### The data
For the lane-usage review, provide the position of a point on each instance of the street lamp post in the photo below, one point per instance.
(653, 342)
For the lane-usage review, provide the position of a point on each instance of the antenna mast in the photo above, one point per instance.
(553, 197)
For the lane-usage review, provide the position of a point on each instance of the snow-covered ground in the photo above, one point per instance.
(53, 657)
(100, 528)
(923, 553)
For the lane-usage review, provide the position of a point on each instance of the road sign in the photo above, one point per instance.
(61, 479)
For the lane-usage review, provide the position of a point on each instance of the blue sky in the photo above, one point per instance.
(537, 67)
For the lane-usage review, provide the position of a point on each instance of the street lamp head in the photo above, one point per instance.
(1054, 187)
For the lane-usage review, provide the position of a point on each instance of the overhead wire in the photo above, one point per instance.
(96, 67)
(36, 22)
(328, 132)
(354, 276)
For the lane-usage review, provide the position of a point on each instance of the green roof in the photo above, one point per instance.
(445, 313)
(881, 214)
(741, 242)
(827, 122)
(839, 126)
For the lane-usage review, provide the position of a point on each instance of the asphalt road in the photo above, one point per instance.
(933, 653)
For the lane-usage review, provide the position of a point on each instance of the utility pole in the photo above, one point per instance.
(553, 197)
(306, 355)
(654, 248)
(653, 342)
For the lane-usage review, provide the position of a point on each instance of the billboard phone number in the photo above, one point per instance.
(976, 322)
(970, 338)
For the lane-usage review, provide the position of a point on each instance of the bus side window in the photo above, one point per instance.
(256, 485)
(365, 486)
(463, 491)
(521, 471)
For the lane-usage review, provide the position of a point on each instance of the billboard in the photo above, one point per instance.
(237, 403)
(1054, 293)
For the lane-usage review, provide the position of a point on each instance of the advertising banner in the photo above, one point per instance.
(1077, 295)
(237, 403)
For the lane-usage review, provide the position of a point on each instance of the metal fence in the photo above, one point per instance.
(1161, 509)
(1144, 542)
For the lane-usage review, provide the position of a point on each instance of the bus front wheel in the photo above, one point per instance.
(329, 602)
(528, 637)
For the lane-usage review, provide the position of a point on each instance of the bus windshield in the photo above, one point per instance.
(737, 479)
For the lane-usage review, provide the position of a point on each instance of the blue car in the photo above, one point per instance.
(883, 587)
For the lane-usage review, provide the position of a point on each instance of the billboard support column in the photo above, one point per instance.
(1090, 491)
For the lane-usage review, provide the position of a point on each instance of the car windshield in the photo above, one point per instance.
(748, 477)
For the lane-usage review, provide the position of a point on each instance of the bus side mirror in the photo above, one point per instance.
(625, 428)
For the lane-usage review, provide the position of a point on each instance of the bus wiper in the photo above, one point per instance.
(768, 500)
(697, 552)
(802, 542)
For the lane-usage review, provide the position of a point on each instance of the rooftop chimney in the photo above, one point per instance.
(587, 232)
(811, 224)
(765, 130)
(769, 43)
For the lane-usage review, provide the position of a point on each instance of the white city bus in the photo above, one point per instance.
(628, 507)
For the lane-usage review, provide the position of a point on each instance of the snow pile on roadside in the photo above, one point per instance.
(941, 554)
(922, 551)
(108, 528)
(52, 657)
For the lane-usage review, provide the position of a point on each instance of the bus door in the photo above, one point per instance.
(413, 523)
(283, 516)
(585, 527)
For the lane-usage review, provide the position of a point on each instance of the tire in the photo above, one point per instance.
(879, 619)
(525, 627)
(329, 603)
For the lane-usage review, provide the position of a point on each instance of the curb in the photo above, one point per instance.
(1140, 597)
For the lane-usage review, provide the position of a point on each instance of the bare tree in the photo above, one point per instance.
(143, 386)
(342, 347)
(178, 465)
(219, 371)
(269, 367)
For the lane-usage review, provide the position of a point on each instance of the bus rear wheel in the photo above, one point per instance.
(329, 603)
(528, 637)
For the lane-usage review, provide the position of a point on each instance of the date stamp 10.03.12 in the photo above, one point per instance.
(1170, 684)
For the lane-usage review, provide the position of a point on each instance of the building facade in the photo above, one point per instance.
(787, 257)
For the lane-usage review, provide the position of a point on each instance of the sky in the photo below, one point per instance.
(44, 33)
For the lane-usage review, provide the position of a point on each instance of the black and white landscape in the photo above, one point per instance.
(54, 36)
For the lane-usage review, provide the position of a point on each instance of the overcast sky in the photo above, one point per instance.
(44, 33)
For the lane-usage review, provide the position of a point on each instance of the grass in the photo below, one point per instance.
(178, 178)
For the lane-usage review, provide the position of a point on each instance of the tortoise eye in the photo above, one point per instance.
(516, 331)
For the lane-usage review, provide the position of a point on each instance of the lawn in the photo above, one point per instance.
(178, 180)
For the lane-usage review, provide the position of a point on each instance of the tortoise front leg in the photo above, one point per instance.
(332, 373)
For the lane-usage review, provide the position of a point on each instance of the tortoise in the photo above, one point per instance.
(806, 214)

### Required work
Every entry above needs to be copied exactly.

### Response to this exercise
For the lane-usage review, provide the position of a point on each instance of the street lamp post in the photo below, one point per instance.
(653, 342)
For the lane-usage review, provide the position of a point on each instance of the antenna mast in the photo above, one point per instance.
(553, 197)
For the lane-usage review, provide the position of a point on each instance of the snow-covered ground in the photo above, one point per instance.
(53, 657)
(100, 528)
(923, 553)
For the lane-usage review, provide the position of a point on each instance of the road sign in the photo above, one point per instance.
(61, 479)
For the lane-usage review, provide the position of a point on each instance of the blue sky in the photo above, one point per instance.
(537, 67)
For the lane-usage review, provide the position of a point on each instance of the street lamp head in the photo above, one point per instance.
(1054, 187)
For the lane-usage review, provide the position of a point on each instance of the overhead wire in the photo above, one point per instance.
(96, 67)
(36, 22)
(328, 132)
(354, 276)
For the lane-usage review, provide the position of a point on each instance of the green roof in the photo above, one point per instance.
(445, 313)
(881, 214)
(741, 242)
(827, 122)
(839, 126)
For the lane-usage review, provide the position of a point on each instance of the asphalt road in the photo above, one point per instance.
(933, 653)
For the lane-usage review, provide the position of a point on each instance of the utility pole in the photo above, one point per instance.
(553, 197)
(306, 355)
(654, 248)
(653, 342)
For the lane-usage review, provide the position of a point on each instance of the billboard phone number in the photo above, one point per instance.
(976, 322)
(970, 338)
For the lane-usage review, provide the position of a point on each instance of the bus side window in the photo above, one point per instance.
(256, 485)
(365, 486)
(463, 491)
(521, 471)
For the lane-usage review, provide the position of a point on each instance of the billboard in the photo above, one point per instance.
(237, 403)
(1054, 293)
For the lane-usage review, provide the position of a point on each instance of the advertising banner in the photo above, one point per instance.
(1077, 295)
(237, 403)
For the lane-usage review, provide the position of a point on each instance of the metal fence in the photo above, one point per instance.
(1161, 509)
(1144, 542)
For the lane-usage review, provide the position of a point on each instance of the bus front wheel in the photo above, one point per instance.
(329, 602)
(528, 637)
For the lane-usage review, provide the position of a point on each instance of the bus windshield in the photo above, one point per instance.
(737, 479)
For the lane-usage review, provide the position of a point on each instance of the blue car in the photo above, one point per instance.
(883, 587)
For the lane-usage review, provide the position of a point on each instance of the billboard support column in the photo above, one point per instance.
(1090, 491)
For the lane-usage review, provide the position of a point on each instance of the car windshield in the photo above, one point per instance.
(748, 477)
For the lane-usage review, provide the position of a point on each instance of the bus side mirror in the photo above, one point per instance.
(625, 428)
For the lane-usage review, provide the position of a point on each instance of the bus wiper in the photo above, one point per instance.
(768, 500)
(697, 552)
(802, 542)
For the lane-usage review, provide the position of a point on each instance of the rooftop chimney in the photo above, one point per instance.
(587, 232)
(811, 224)
(765, 130)
(769, 43)
For the lane-usage review, provide the position of a point on each instance of the white city bus in the photo above, one point per instance.
(628, 507)
For the lane-usage review, provide the position of a point on each instance of the snow pile on roadside in the photo above, one point per instance.
(941, 554)
(922, 551)
(108, 528)
(52, 657)
For the lane-usage review, provide the position of a point on each instance of the bus door in the photo above, one point per instance.
(413, 523)
(283, 516)
(585, 527)
For the lane-usage review, provide the position of a point on each instance of the tire in the photo above, one point per instance.
(879, 619)
(525, 627)
(329, 603)
For the lane-usage review, provide the position of a point on each instance of the curb in the photo above, one point per instance.
(1140, 597)
For the lane-usage review, provide the position of a point on each instance of the bare tree in the photo above, one point per instance.
(143, 386)
(342, 347)
(178, 465)
(219, 371)
(269, 367)
For the lane-usage review, provide the position of a point on each instance of the bus rear wheel in the photo above, one point per instance.
(329, 603)
(528, 637)
For the lane-usage review, provide the position of a point on each instance of the date stamp 10.03.12 in the photo above, one point per instance.
(1170, 684)
For the lane-usage review, provide the position of a point on each instance of the building facade in the photo above, one point per instance.
(787, 257)
For the lane-usage review, provide the position of a point on each instance of the sky in the photo below, one point per instance.
(44, 33)
For the lane-usage review, provide the position of a point on each instance of the black and white landscape in the photo above, one point per instance.
(54, 36)
For the lane-usage review, provide the position of a point on each instance of the overcast sky in the photo above, one point per instance.
(44, 33)
For the lane-usage review, provide the position of a point on each instance of the grass in the photo below, one point per instance.
(178, 178)
For the lane-usage review, provide the position of a point on each instance of the tortoise eye in the photo above, one point per instance.
(516, 331)
For the lane-usage review, provide the position of a point on each instance of the lawn in the photo above, one point per instance.
(178, 180)
For the lane-usage review, provide the position of a point on each instance of the tortoise front leg in the photo above, one point per instance.
(332, 373)
For the lane-usage review, provide the position of a point on each instance of the tortoise in the photo above, one point per instance.
(806, 214)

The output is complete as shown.